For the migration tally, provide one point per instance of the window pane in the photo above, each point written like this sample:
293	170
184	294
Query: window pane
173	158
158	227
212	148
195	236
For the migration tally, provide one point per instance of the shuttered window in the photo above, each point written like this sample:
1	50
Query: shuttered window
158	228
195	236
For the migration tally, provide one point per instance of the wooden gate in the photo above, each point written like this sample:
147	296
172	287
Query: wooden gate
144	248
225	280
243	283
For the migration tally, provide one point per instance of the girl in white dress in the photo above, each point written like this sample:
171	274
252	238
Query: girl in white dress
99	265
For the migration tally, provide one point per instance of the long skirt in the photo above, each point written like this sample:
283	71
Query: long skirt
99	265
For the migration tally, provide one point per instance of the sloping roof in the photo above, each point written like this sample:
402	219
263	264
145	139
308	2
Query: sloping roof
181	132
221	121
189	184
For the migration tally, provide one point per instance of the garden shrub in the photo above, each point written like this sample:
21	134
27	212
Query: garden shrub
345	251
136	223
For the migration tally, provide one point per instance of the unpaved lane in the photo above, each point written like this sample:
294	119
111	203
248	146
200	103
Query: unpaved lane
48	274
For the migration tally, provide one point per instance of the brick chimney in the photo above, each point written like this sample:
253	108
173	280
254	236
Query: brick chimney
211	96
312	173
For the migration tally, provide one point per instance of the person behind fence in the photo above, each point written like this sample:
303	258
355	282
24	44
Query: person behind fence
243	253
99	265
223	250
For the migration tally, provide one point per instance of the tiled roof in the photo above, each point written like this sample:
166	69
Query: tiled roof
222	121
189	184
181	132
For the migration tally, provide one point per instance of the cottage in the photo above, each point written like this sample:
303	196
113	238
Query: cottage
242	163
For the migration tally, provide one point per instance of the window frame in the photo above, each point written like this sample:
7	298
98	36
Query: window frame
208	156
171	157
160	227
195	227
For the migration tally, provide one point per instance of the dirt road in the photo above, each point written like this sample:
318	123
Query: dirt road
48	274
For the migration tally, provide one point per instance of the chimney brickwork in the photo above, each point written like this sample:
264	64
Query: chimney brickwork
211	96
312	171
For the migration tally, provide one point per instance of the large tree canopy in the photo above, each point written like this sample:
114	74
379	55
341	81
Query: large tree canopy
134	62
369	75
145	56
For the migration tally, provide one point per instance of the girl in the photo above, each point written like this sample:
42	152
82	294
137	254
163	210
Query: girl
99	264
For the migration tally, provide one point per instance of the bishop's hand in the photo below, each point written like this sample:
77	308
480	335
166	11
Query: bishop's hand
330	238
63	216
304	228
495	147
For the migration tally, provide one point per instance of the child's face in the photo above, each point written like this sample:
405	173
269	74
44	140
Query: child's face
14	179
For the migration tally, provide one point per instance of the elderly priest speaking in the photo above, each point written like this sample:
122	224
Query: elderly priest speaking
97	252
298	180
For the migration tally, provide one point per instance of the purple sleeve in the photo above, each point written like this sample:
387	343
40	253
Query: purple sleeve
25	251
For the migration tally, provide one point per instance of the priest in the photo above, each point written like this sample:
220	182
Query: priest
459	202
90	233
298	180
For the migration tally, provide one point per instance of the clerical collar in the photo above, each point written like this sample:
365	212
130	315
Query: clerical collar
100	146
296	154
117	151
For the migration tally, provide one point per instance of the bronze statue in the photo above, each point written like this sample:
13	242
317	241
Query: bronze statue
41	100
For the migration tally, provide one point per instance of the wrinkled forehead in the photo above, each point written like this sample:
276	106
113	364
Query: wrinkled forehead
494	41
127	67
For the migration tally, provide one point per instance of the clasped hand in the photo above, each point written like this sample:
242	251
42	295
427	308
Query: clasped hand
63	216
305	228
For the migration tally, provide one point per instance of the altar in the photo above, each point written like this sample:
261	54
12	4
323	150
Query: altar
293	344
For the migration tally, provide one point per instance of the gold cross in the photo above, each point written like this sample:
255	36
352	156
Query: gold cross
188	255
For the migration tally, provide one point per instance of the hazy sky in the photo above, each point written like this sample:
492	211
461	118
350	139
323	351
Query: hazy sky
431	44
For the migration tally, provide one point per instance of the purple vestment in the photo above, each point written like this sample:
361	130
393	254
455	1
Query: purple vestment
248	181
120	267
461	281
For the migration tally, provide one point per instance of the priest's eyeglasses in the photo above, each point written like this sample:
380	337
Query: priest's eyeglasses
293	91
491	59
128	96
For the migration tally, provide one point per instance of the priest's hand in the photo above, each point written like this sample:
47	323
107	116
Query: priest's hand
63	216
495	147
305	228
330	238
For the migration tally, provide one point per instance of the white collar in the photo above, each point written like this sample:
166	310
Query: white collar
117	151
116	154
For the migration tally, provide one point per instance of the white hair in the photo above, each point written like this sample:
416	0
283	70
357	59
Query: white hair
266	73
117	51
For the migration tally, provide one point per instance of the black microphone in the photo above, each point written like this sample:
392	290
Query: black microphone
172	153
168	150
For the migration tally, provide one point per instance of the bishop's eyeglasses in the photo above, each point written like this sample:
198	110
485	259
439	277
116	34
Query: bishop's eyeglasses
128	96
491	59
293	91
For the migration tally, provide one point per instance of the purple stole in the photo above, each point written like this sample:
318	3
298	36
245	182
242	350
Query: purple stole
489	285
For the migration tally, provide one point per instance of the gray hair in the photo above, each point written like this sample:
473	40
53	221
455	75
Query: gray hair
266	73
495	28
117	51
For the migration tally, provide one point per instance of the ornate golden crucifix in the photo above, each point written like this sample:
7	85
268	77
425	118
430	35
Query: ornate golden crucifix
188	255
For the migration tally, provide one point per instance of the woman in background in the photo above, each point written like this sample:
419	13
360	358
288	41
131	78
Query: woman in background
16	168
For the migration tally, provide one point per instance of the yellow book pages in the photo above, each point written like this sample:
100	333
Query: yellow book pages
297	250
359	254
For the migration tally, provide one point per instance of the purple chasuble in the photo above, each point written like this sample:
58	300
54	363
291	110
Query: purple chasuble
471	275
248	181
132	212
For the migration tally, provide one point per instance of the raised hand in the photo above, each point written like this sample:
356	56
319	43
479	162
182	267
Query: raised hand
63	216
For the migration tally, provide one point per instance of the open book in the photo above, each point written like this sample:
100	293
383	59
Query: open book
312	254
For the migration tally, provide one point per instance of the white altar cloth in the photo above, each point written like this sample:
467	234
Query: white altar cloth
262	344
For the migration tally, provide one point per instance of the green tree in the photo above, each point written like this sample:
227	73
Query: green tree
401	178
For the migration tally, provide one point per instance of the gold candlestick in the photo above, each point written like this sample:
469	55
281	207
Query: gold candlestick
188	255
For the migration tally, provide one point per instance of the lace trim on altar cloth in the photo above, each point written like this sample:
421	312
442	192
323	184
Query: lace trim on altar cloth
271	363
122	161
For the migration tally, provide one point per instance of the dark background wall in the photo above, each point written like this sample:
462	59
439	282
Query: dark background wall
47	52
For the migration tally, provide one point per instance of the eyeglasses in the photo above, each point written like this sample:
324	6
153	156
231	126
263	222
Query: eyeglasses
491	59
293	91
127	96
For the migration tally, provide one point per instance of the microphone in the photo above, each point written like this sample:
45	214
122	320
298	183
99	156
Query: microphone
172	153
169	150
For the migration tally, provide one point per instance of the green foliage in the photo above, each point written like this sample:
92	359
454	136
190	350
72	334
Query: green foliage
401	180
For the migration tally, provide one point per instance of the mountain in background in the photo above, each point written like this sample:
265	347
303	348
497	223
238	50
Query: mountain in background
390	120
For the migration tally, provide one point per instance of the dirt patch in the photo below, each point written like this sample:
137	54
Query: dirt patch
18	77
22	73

+--

- Written problem: Render the data as a Markdown table with the columns "Row" and "Line", starting at the line that contains "of the lace" and ending at the final line of the data. Give each line its own numbered row, and skip any blank lines.

- Answer below:
| Row | Line |
|---|---|
| 1 | For the migration tally, provide one point per instance of the lace trim on altar cloth in the photo above, each point written like this sample: |
| 2 | 421	312 |
| 3 | 442	192 |
| 4 | 323	184 |
| 5 | Query: lace trim on altar cloth |
| 6 | 271	363 |
| 7 | 122	161 |
| 8 | For the migration tally, provide one point per instance of the dark background wall in the photo above, each point written like this sample: |
| 9 | 462	59 |
| 10 | 439	282 |
| 11 | Query: dark background wall |
| 12 | 47	52 |
| 13 | For the migration tally, provide one point per instance of the eyeglasses in the photo above, each point written like this sample: |
| 14 | 324	6 |
| 15 | 153	156 |
| 16 | 231	126 |
| 17 | 263	222 |
| 18 | Query: eyeglasses |
| 19 | 491	59 |
| 20 | 293	91 |
| 21 | 127	96 |
| 22 | For the migration tally, provide one point per instance of the microphone in the photo above, each point written like this sample: |
| 23 | 45	214 |
| 24 | 122	320 |
| 25 | 298	183 |
| 26 | 99	156 |
| 27 | Query: microphone |
| 28 | 172	153 |
| 29 | 169	150 |
| 30 | For the migration tally, provide one point per instance of the green foliage in the photo above, each point written like this sample: |
| 31 | 92	359 |
| 32 | 454	136 |
| 33 | 190	350 |
| 34 | 72	334 |
| 35 | Query: green foliage |
| 36 | 401	180 |
| 37 | For the migration tally, provide one point per instance of the mountain in background in the photo above, each point written like this sample: |
| 38 | 265	347 |
| 39 | 303	348 |
| 40 | 497	223 |
| 41 | 238	50 |
| 42 | Query: mountain in background |
| 43 | 390	120 |
| 44 | For the migration tally, provide one point per instance of the dirt patch in the photo below, each point written like this sample: |
| 45 | 137	54 |
| 46 | Query: dirt patch |
| 47 | 18	77 |
| 48 | 22	73 |